Indiana confirms first case of COVID-19
INDIANAPOLIS, Ind. — The Indiana State Department of Health announced its first confirmed case of COVID-19, the novel coronavirus, in a Friday news conference. Gov. Eric Holcomb declared a public health emergency in response, which will allow Indiana to access federal funds for its efforts to contain the infection.
According to Indiana State Health Commissioner Dr. Kristina Box, the patient had been self-monitoring and self-quarantining for COVID-19 symptoms after a recent trip to Boston.
When the patient began to develop a sore throat, low-grade temperature and cough, he called ahead to the local health department and received testing at Community North Hospital overnight Thursday. The tests came back positive.
“This individual is actually pretty healthy, so we’re blessed for that,” Box said during Friday’s news conference.
According to Dr. Ramaroa Yeleti, who works at Community North, the patient had little contact with others and the hospital took special precautions to prevent his infection from endangering others. Doctors met him when he arrived in the parking lot of the hospital, where they gave him a mask and infectious disease protection garment, before leading him in through a side door and taking him to an isolation room for testing.
When the testing was completed, he was sent back to self-quarantine at home. He spent a little over three hours at the hospital during his testing.

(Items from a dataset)
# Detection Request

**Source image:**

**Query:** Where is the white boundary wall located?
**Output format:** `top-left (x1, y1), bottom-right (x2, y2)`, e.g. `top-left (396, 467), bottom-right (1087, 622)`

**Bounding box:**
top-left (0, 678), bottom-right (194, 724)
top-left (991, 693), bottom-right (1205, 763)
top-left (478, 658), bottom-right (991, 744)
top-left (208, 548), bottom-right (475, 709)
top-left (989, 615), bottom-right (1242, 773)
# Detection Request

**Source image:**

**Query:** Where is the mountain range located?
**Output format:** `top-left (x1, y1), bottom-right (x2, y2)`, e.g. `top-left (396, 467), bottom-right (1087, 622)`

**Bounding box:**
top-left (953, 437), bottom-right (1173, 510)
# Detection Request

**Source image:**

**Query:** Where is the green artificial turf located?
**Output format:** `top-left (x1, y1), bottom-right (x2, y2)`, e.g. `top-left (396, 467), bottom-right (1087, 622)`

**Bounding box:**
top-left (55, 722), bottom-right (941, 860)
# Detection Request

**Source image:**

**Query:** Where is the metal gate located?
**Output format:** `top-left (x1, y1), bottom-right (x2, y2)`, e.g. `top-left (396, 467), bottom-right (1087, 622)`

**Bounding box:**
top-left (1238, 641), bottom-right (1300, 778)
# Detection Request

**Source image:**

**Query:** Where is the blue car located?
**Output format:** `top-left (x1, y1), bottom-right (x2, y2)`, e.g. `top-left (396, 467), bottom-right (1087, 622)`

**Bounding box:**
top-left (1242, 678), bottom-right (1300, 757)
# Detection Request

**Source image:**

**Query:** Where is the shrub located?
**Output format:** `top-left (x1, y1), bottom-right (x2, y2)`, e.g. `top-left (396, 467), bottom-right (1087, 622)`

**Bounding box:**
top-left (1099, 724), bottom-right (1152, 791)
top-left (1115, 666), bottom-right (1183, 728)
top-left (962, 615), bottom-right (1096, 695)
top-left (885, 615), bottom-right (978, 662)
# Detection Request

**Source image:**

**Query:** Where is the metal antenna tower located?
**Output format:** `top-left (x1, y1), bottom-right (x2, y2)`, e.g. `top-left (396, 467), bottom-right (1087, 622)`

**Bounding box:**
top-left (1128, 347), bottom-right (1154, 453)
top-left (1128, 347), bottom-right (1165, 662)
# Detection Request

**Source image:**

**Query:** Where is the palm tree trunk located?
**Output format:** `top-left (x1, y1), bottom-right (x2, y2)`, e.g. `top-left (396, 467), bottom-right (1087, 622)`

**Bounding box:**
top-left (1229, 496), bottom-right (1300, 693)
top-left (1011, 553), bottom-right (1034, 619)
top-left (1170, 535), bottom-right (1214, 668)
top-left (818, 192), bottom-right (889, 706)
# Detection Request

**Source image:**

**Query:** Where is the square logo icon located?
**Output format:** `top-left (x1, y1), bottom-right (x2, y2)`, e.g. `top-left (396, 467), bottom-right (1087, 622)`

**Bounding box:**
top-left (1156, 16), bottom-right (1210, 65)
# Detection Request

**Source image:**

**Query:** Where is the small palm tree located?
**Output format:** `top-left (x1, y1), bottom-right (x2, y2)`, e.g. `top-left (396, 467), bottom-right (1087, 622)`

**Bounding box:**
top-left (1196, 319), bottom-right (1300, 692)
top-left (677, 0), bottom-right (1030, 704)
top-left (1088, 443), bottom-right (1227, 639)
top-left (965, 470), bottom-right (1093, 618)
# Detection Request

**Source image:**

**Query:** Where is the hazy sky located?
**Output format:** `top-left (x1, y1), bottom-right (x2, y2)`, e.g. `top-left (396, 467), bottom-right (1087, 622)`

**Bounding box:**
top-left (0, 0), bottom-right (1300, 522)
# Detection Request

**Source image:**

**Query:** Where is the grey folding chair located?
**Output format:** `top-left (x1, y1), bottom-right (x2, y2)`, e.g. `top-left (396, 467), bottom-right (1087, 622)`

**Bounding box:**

WHAT TO WORK ON >>
[a] In the article on Indiana's first COVID-19 case, how long did the patient spend at the hospital during his testing?
[b] Write out the article on Indiana's first COVID-19 case from "When the patient" up to and including "room for testing.".
[c] Continue the article on Indiana's first COVID-19 case from where it stops.

ANSWERS FOR THE TASKS >>
[a] A little over three hours.

[b]
When the patient began to develop a sore throat, low-grade temperature and cough, he called ahead to the local health department and received testing at Community North Hospital overnight Thursday. The tests came back positive.
“This individual is actually pretty healthy, so we’re blessed for that,” Box said during Friday’s news conference.
According to Dr. Ramaroa Yeleti, who works at Community North, the patient had little contact with others and the hospital took special precautions to prevent his infection from endangering others. Doctors met him when he arrived in the parking lot of the hospital, where they gave him a mask and infectious disease protection garment, before leading him in through a side door and taking him to an isolation room for testing.

[c]
Thirty-five other people in Indiana were being monitored Friday for signs of COVID-19 infection, but only the Indianapolis case had been confirmed by Friday, Box said. Epidemiologists will spend several days tracing the patient’s steps and attempting to determine if his presence placed anyone in his daily life at risk.
What is coronavirus, COVID-19?
According to the World Health Organization, coronaviruses are “a large family of viruses that cause illness ranging from the common cold to more severe diseases such as Middle East Respiratory Syndrome (MERS-CoV) and Severe Acute Respiratory Syndrome (SARS-CoV).
A novel coronavirus, such as COVID-19, is a new strain that has not been previously identified in humans.
COVID-19 was first identified in December 2019 in Wuhan City, Hubei Province, China and has now been detected in 37 locations across the globe, including in the U.S., according to the CDC.
The CDC reports the initial patients in China have some link to a large seafood and live animal market, indicative of animal-to-person spread. A growing number of patients, however, did not report exposure to animal markets, indicating the disease is spreading person-to-person.
Confirmed cases of COVID-19 have ranged from mild symptoms to severe illness and death, according to the CDC. Symptoms can include fever, cough, shortness of breath.
The CDC said symptoms may appear in as few as two days or as long as 14 days after exposure. It is similar to the incubation period for MERS.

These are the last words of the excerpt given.